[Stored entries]
■ ■ ■ ■ ■ ■ ■

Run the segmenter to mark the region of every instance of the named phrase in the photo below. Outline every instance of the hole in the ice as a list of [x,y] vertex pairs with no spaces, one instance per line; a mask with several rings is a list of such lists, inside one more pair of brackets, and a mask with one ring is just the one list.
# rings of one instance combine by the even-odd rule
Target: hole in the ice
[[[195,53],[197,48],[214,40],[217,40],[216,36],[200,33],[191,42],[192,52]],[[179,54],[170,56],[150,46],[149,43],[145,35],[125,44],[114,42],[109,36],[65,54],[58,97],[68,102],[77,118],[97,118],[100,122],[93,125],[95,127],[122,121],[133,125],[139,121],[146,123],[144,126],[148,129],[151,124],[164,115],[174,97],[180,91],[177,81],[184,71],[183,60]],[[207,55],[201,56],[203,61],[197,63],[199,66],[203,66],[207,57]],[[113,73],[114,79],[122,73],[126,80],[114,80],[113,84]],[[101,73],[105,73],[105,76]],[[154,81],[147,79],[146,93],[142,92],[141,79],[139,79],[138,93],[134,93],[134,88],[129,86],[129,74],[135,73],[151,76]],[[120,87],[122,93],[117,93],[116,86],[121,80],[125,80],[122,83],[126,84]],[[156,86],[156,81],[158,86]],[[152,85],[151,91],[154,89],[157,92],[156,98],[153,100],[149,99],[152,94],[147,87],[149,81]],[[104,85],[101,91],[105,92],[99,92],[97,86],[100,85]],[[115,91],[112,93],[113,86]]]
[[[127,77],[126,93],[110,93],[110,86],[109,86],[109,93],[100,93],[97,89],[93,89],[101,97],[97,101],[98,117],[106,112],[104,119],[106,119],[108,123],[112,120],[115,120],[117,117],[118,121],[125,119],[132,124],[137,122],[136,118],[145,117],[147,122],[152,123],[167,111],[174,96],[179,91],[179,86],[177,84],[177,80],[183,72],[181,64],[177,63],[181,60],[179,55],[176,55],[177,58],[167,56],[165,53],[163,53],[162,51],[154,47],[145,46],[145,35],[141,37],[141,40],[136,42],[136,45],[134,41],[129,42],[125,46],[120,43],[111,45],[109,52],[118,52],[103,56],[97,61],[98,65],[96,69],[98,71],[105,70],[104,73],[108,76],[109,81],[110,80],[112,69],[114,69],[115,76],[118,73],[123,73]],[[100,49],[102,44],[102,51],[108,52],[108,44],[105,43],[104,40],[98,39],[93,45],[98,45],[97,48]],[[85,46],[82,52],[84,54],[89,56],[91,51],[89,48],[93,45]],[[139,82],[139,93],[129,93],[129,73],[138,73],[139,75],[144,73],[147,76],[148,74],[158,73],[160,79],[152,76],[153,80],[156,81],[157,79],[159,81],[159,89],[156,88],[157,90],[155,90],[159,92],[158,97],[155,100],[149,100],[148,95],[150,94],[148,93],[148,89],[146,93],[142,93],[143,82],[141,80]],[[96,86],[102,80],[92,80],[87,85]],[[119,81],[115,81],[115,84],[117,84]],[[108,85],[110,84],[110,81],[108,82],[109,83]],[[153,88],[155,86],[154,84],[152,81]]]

■ ■ ■ ■ ■ ■ ■

• _Written problem_
Convert the records into a two-column CSV with the columns request and answer, giving one row per request. Put each value in a single quoted field and replace line breaks with spaces.

• _Answer to the exercise_
request,answer
"Run the segmenter to mark the region of every instance of the named phrase in the photo below. Outline every instance of the hole in the ice as a list of [x,y] vertex pairs with no spaces, one instance per line; a mask with several rings is a list of such lists, inside one more pair of brackets, and a mask with one ring is just the one list. # rings of one instance combine by the even-odd rule Target: hole in the ice","[[[195,53],[197,48],[214,40],[217,40],[216,36],[200,33],[191,42],[192,52]],[[179,54],[170,56],[150,46],[149,43],[145,35],[125,44],[114,42],[109,36],[65,54],[58,97],[68,102],[77,118],[97,118],[100,122],[93,125],[95,127],[122,121],[133,125],[139,121],[146,123],[144,126],[148,129],[151,124],[164,115],[174,97],[180,91],[177,81],[184,71],[183,60]],[[207,55],[201,56],[203,61],[197,63],[199,66],[203,66],[207,57]],[[113,73],[114,79],[122,73],[126,80],[114,80],[113,84]],[[101,73],[105,73],[105,76]],[[154,81],[147,79],[146,93],[142,92],[141,79],[139,79],[138,93],[134,93],[134,88],[129,86],[129,74],[135,73],[151,76]],[[120,87],[122,93],[117,93],[116,86],[121,80],[125,80],[122,83],[126,84]],[[156,86],[156,81],[158,86]],[[152,85],[151,91],[154,89],[157,92],[156,98],[153,100],[149,99],[152,94],[147,87],[149,81]],[[104,85],[101,91],[105,92],[99,92],[97,86],[100,85]],[[115,91],[112,93],[113,86]]] [[[127,77],[126,93],[110,93],[110,86],[109,86],[109,93],[100,93],[97,89],[93,89],[101,97],[97,101],[98,117],[106,112],[104,119],[106,119],[108,123],[112,120],[115,120],[117,117],[118,121],[125,119],[132,124],[137,122],[136,118],[145,117],[147,122],[152,123],[167,111],[174,96],[179,91],[179,86],[177,84],[177,80],[183,72],[181,64],[177,63],[181,60],[179,55],[176,55],[177,58],[167,56],[165,53],[163,53],[162,51],[154,47],[145,46],[145,35],[141,37],[141,40],[136,42],[136,45],[134,41],[129,42],[125,46],[120,43],[111,45],[109,52],[118,52],[103,56],[97,61],[98,65],[96,69],[98,71],[105,70],[104,73],[108,76],[109,81],[110,80],[112,69],[114,69],[115,76],[118,73],[123,73]],[[100,49],[102,44],[102,51],[108,52],[108,44],[105,43],[104,40],[98,39],[93,45],[98,45],[97,48]],[[85,46],[82,52],[84,54],[89,56],[91,51],[89,48],[93,45]],[[139,82],[139,93],[129,93],[129,73],[138,73],[139,75],[144,73],[147,76],[148,74],[158,73],[160,79],[152,76],[153,80],[156,81],[157,79],[159,81],[159,89],[156,88],[157,90],[155,90],[159,92],[158,97],[155,100],[149,100],[148,95],[150,94],[148,93],[148,89],[146,93],[142,93],[143,82],[141,80]],[[96,86],[102,80],[92,80],[87,85]],[[119,81],[115,81],[115,84],[117,84]],[[108,85],[110,84],[110,81],[108,82],[109,83]],[[153,88],[155,86],[154,84],[152,81]]]"